- Passage shown
####################

Would you have to sterilize/pasteurize somehow after soaking garlic, dill, or whatnot in pg/vg?
(The following assumes PG is better for extraction than VG.)
Dried dill wouldn't worry me too much. Granulated garlic or properly dehydrated garlic wouldn't either.
Real garlic has too much moisture to be safe. And the pH isn't low enough. Here's the deal:
Blostridium botulinum (botulism) is one of the types of bacteria that love the lack of oxygen. Which is why you should never put real garlic in olive oil for salad dressings. This is also why you need to be so careful when you are canning foods or using reduced-oxygen packaging. Yes, oil and PG are different. But wet garlic is still wet garlic.
Garlic has a pH of about 5.8. You have to go down to 4.6 (more acidic) or lower before the pH barrier kicks in.
Moisture content is measured as "water activity." You have to get the water activity value to .85 or less so bacteria don't grow. Jams are around .75 to .80. The "wettest" honey is around .75. Dried milk is .20. Crackers are around .10. Even people that don't dehydrate their own fruit well enough can find their product getting moldy... and I've seen it. Properly dried fruit is around .55 to .80.

####################

- Segmentation mask data
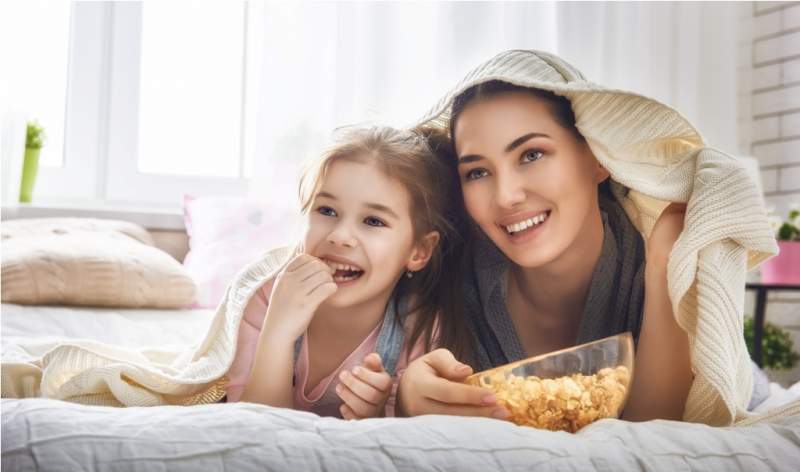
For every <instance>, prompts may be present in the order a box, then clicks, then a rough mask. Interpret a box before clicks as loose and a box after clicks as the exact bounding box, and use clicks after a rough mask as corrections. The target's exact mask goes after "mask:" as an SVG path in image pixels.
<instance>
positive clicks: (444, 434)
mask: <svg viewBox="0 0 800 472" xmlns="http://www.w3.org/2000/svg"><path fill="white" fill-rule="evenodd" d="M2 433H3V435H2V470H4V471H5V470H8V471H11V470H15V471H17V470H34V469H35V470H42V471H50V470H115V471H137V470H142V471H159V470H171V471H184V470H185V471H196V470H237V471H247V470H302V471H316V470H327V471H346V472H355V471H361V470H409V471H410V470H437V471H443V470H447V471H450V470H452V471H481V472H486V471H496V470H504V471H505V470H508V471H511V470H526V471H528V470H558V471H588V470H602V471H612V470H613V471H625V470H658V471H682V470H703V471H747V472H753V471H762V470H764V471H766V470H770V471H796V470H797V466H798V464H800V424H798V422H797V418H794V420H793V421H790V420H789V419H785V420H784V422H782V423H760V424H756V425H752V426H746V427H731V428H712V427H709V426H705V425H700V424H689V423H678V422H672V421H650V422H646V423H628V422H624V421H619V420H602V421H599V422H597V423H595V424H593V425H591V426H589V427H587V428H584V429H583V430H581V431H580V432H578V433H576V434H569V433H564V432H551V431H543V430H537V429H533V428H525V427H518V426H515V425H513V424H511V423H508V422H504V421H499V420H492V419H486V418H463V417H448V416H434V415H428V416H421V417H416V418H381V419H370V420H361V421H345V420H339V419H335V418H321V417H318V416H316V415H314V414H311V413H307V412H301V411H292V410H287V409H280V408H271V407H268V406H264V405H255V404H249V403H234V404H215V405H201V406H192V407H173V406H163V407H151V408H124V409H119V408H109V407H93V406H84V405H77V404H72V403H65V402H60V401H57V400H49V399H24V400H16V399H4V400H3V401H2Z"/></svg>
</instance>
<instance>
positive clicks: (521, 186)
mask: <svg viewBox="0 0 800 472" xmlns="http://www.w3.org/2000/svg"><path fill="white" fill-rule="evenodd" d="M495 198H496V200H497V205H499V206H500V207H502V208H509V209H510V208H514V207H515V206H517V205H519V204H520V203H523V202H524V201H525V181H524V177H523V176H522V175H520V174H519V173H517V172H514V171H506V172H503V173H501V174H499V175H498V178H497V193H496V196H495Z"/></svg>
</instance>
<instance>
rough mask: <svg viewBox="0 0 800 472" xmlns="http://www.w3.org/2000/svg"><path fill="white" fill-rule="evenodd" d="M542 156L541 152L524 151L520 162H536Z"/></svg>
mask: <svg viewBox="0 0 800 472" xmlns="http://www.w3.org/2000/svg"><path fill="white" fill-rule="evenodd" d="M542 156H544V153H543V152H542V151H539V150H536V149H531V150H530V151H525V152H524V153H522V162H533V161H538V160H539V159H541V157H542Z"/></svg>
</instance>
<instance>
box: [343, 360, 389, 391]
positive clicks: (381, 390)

####################

- Complete the following
(a) In the post about soaking garlic in PG or VG, how low does the pH have to go before the pH barrier kicks in?
(b) From the post about soaking garlic in PG or VG, translate this sentence into Spanish: "Real garlic has too much moisture to be safe."
The records are not needed for this work.

- Your written answers
(a) It has to go down to 4.6 or lower.

(b) El ajo fresco tiene demasiada humedad para ser seguro.